[Opening Data to process section]

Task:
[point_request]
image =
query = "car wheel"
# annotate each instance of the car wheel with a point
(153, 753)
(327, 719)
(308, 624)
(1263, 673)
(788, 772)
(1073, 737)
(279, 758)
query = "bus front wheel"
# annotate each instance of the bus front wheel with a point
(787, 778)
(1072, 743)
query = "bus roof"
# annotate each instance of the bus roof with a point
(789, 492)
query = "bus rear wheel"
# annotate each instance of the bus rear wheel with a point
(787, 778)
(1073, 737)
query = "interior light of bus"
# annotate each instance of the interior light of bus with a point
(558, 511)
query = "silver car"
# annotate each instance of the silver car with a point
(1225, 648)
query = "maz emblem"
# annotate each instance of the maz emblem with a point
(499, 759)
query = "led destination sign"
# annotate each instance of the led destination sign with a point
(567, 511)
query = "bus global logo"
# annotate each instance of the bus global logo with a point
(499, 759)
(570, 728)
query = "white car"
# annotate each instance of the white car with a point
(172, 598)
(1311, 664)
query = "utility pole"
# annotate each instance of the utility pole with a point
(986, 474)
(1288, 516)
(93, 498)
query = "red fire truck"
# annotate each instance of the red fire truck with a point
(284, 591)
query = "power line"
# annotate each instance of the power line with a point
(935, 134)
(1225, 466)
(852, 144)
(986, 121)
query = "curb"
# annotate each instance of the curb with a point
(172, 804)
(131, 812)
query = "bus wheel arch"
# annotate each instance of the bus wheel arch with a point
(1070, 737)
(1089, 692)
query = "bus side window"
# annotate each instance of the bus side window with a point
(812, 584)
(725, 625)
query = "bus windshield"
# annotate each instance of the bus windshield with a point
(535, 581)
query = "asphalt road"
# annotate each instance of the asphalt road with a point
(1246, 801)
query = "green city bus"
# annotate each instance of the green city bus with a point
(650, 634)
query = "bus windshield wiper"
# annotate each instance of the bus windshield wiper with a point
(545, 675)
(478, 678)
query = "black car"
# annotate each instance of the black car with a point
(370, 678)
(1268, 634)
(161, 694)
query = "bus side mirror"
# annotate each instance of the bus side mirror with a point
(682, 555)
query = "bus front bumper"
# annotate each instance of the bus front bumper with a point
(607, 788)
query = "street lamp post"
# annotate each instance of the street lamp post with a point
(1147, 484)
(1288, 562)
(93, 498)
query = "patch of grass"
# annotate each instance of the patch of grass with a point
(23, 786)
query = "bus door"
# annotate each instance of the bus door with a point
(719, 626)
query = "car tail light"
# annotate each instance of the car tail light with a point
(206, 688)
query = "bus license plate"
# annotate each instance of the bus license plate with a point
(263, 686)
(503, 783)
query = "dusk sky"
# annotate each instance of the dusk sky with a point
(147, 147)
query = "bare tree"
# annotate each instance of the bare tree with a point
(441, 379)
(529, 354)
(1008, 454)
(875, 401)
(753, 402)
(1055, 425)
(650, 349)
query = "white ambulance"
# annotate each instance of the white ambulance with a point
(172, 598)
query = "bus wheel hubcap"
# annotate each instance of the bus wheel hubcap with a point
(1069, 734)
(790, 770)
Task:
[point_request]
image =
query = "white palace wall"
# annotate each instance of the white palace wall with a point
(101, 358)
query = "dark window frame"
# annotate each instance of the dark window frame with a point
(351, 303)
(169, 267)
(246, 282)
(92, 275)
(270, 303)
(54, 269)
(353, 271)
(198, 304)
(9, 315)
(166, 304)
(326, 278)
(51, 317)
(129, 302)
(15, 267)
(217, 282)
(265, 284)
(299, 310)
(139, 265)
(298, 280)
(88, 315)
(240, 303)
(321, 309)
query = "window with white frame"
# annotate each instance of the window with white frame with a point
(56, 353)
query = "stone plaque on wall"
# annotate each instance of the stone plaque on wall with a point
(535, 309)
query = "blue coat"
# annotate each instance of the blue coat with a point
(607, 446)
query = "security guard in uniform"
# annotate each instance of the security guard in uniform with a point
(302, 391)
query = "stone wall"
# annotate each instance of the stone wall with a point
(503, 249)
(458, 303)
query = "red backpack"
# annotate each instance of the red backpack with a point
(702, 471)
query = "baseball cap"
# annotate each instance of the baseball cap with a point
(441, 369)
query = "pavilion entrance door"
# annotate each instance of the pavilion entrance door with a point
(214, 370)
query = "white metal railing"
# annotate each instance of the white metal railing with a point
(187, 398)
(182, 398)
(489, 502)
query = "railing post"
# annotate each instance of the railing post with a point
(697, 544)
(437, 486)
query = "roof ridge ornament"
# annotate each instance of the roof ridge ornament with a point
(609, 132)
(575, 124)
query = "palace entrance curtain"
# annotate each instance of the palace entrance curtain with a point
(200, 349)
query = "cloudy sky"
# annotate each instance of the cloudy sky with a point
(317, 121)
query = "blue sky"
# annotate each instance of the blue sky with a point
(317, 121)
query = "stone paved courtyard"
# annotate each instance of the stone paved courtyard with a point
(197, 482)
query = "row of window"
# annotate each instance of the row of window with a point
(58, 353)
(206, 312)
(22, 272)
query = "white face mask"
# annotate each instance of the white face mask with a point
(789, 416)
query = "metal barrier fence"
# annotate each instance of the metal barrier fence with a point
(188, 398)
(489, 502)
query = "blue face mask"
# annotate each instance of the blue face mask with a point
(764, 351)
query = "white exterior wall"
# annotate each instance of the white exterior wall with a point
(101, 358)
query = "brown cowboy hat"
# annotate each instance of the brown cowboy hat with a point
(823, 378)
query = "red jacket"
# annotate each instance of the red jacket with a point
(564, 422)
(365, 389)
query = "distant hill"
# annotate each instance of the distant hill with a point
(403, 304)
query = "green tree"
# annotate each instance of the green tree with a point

[Closing Data to process section]

To do:
Your response must contain all of the records, copied exactly.

Written answer:
Task:
[point_request]
image =
query = "car wheel"
# annotate each instance of the car wheel with a point
(153, 753)
(327, 719)
(308, 624)
(1263, 673)
(788, 772)
(1073, 737)
(279, 758)
query = "bus front wheel"
# annotate each instance of the bus front wheel with a point
(787, 778)
(1072, 743)
query = "bus roof"
# annotate each instance of the bus roof with a point
(789, 492)
query = "bus rear wheel"
# annotate each instance of the bus rear wheel with a point
(787, 778)
(1073, 737)
query = "interior light of bus"
# annotate each instance of the interior light of bus with a point
(558, 511)
query = "silver car"
# annotate each instance of the silver car with a point
(1225, 648)
query = "maz emblem"
# annotate each instance of the maz emblem with a point
(499, 759)
query = "led destination sign"
# annotate each instance of the led destination sign with a point
(567, 511)
query = "bus global logo"
# annotate each instance of the bus global logo with a point
(499, 759)
(570, 728)
query = "white car"
# annotate each instance of the white car with a point
(172, 598)
(1311, 664)
query = "utility pole"
# annotate each instance of the utility pole with a point
(986, 474)
(1288, 516)
(93, 498)
query = "red fire truck"
# annotate each instance of the red fire truck with a point
(284, 591)
query = "power line"
# annotate each instance of the power line with a point
(935, 134)
(1225, 466)
(852, 144)
(986, 121)
query = "curb"
# annotate each instance of the curb with a point
(172, 804)
(131, 812)
query = "bus wheel arch"
# annotate each instance of the bus wheel arch with a point
(1070, 737)
(1089, 692)
query = "bus side window"
# annotate each instance of the bus side window with a point
(812, 584)
(725, 625)
query = "bus windshield"
# annotate each instance of the bus windshield with a point
(535, 581)
query = "asphalt road"
# annotate each instance of the asphalt road with a point
(1246, 801)
query = "green city bus"
# annotate each instance of the green city bus with a point
(650, 634)
query = "bus windshield wiper"
# annotate each instance of the bus windshield wiper with a point
(545, 675)
(478, 678)
query = "black car"
# annotate each instance of the black car with a point
(370, 678)
(1268, 634)
(161, 694)
query = "bus side mirror"
# annotate each instance of the bus side mirror with a point
(682, 555)
query = "bus front bumper"
# annotate each instance of the bus front bumper with a point
(607, 788)
query = "street lamp post"
# annotate each instance of the street lamp post with a point
(1147, 484)
(1288, 562)
(93, 498)
query = "patch of grass"
# annotate each instance of the patch of grass with a point
(23, 786)
query = "bus door"
# annotate each instance of the bus door with a point
(719, 626)
query = "car tail light"
# annotate each instance of the car tail light with a point
(206, 688)
query = "bus license plate"
# annotate each instance of the bus license plate with a point
(263, 686)
(503, 783)
query = "dusk sky"
# annotate each instance of the dusk sky with a point
(147, 147)
query = "bare tree"
# annotate each instance of the bare tree with a point
(441, 379)
(529, 354)
(1008, 454)
(875, 401)
(753, 402)
(1055, 425)
(650, 349)
query = "white ambulance"
# annotate each instance of the white ambulance with a point
(172, 598)
query = "bus wheel hubcap"
# annotate each instance of the bus wheel hubcap with a point
(1069, 734)
(790, 770)
Task:
[point_request]
image =
query = "white palace wall"
# annotate each instance of the white palace wall with a point
(101, 358)
query = "dark window frame"
# annotate each instance of the dark window frame with a point
(351, 303)
(169, 267)
(246, 282)
(92, 275)
(270, 303)
(54, 269)
(353, 271)
(198, 304)
(9, 315)
(166, 304)
(326, 278)
(51, 317)
(129, 302)
(15, 267)
(217, 282)
(265, 284)
(299, 310)
(139, 265)
(298, 280)
(88, 315)
(240, 303)
(321, 309)
query = "window with white frame"
# annotate each instance of the window with white frame with a point
(56, 353)
query = "stone plaque on wall"
# annotate each instance of the stone plaque on wall with a point
(535, 309)
query = "blue coat"
# annotate each instance of the blue coat with a point
(607, 446)
query = "security guard in uniform"
# annotate each instance of the security guard in uniform with a point
(302, 391)
query = "stone wall"
# annotate each instance of the stone wall with a point
(503, 249)
(458, 303)
query = "red backpack"
# annotate each instance of the red backpack with a point
(702, 471)
query = "baseball cap"
# annotate each instance of the baseball cap with a point
(441, 369)
query = "pavilion entrance door"
# annotate each instance of the pavilion entrance door with a point
(214, 370)
query = "white metal railing"
# annotate each instance of the white metal railing with a point
(187, 398)
(182, 398)
(489, 502)
query = "railing post"
# annotate each instance of the railing post with a point
(697, 544)
(437, 486)
query = "roof ridge ornament"
# annotate each instance of the roof ridge ornament with a point
(609, 132)
(575, 124)
query = "palace entrance curtain"
# annotate each instance of the palace entrance curtain with a point
(200, 349)
query = "cloudy sky"
# annotate each instance of the cloudy sky with a point
(317, 121)
query = "blue sky"
# annotate each instance of the blue sky with a point
(317, 121)
query = "stone paved courtyard"
# annotate each instance of the stone paved courtyard with a point
(197, 482)
query = "row of window"
# annotate each instance of the row of window with a point
(58, 353)
(206, 312)
(22, 272)
query = "white face mask"
# annotate each instance of the white face mask with a point
(789, 416)
query = "metal barrier fence"
# annotate each instance of the metal barrier fence with a point
(188, 398)
(489, 502)
query = "blue face mask"
# annotate each instance of the blue face mask with a point
(764, 351)
query = "white exterior wall"
# annotate each instance of the white exterior wall with a point
(101, 358)
query = "brown cowboy hat"
# annotate each instance of the brown cowboy hat with a point
(823, 378)
query = "red jacket"
# annotate each instance of the red jacket with a point
(564, 422)
(365, 389)
query = "distant hill"
# annotate each instance of the distant hill with a point
(403, 304)
query = "green tree"
# annotate each instance of the green tree with a point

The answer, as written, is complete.